■ **Text shown**
‘Star Wars: Red Harvest’ a slog through blood and gore (Book review)

I found “Star Wars: Red Harvest” (December 2010, hardcover) to be a disappointment both as a “Star Wars” fan and as a horror fan. Despite short chapters that should’ve made it an even breezier read than the 244-page count would suggest, I found it to be a slog.

Most of my interest in horror comes from the movies, and perhaps horror books are another animal. Still, there isn’t much sense of suspense, place or character in “Red Harvest.” It takes place during the Old Republic, on a Sith training world called Odacer-Faustin. Our nominal hero is Hestizo “Zo” Trace, a Jedi herbologist, but she’s not introduced until chapter 7. The most interesting character turns out to be a Force-sensitive plant, and that’s more because of the oddity value than because of great writing.

This book is mostly filled with selfish, unredeemable — and unfortunately, interchangeable — Sith, and that makes for a dreary read. The worst of them is the wonderfully named Darth Scabrous, a mad scientist who unleashes a zombie plague for unexplained reasons. As with his previous “Star Wars” novel, the slightly better “Death Troopers” (which at least featured Han and Chewie), author Joe Schreiber seems to make it a challenge to not use the word “zombie” too much (I noticed it once), but this is very much a zombie tale.

Rather than being scary, or at least moody, “Red Harvest” is almost comically gory. Although I never got a great sense of the layout of the Sith academy, and never really connected to any character (granted, most of the characters become “things” fairly quickly, as in “the Scabrous-thing”), I did get a good, visceral sense of the gore. It’s almost as if Schreiber breaks out the adjectives and descriptive phrases only when things are particularly gross. Some examples:

  • From where she stood, she could see pigtails of small intestine poking visibly from beneath his ribs.
  • The things fell upon her, the red blades slashing her to pieces as they ripped her apart. Even from where Frode stood, the crunching noises were thick and juicy and glottal, like the sound of someone biting into a particularly ripe apple.
  • Neither he nor the HK noticed the bloody, gelatinous glob of infected tauntaun sputum that the snow lizard had fired at him, but it was still there, still trickling steadily down the side of his brow, making its way toward the corner of his eye.

Granted, this phraseology is what you’d expect from a Sith academy zombie novel, and it might be poetry to fans of the undead genre. But to this reader, it felt rote, because the zesty writing only came out for the gross-out scenes. I wish Schreiber put the same effort into the Sith academy setting and getting into the characters’ heads.

I enjoy almost every “Star Wars” novel I read, but I’ll be honest: You can skip this one.

■ **Questions on the material**
a) Please say whether each statement agrees with the review, answering yes or no and quoting the deciding words: (i) Zo Trace first appears in chapter 7. (ii) The reviewer noticed the word "zombie" used many times. (iii) The novel is set during the Old Republic.
b) Answer these questions from the review:
(i) What is the book's page count?
(ii) What is the name of the Sith training world?
(iii) What earlier "Star Wars" novel by the same author does the reviewer mention?
The data that follows has no connection to the review.

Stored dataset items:
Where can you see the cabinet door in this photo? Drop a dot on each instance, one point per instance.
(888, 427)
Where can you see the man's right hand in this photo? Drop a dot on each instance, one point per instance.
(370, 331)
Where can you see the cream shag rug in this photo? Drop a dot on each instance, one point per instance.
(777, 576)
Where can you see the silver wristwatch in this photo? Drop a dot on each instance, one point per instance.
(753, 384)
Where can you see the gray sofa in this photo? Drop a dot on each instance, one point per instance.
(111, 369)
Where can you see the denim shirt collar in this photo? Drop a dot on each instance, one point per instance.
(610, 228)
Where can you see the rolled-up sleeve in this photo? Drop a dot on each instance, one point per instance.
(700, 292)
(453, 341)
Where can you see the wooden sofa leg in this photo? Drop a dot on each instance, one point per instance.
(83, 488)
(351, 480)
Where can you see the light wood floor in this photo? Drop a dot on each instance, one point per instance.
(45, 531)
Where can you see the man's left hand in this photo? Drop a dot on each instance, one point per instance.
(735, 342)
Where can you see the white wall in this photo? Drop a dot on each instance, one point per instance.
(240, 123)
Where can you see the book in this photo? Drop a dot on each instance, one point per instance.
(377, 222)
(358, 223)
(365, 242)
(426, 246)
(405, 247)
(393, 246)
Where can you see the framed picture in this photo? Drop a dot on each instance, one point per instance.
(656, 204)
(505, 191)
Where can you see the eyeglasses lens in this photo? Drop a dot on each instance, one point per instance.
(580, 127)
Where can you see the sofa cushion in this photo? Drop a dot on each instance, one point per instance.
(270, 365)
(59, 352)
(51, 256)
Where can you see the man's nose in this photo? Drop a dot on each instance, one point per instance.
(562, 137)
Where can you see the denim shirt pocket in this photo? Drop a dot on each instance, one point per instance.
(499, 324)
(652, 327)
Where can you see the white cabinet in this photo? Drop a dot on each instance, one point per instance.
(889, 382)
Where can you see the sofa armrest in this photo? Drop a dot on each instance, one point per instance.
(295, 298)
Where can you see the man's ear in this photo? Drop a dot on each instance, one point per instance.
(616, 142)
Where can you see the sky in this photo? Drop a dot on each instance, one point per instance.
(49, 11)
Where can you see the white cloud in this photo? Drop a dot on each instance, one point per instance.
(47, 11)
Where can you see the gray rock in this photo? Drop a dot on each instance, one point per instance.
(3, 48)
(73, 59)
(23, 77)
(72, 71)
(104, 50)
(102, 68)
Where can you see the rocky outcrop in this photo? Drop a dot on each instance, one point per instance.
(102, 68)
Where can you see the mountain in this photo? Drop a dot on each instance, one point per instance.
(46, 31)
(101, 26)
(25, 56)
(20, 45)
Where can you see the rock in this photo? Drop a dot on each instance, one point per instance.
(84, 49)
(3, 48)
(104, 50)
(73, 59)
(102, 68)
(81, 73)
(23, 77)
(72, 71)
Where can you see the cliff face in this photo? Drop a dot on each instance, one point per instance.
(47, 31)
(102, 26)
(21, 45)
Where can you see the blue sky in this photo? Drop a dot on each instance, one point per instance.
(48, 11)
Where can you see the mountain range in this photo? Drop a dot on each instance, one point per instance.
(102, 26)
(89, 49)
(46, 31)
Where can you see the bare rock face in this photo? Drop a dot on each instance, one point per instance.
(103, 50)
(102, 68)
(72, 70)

■ **Task responses**
a)
(i) Yes: "she’s not introduced until chapter 7"
(ii) No: "(I noticed it once)"
(iii) Yes: "It takes place during the Old Republic"

b)
(i) 244 pages
(ii) Odacer-Faustin
(iii) "Death Troopers"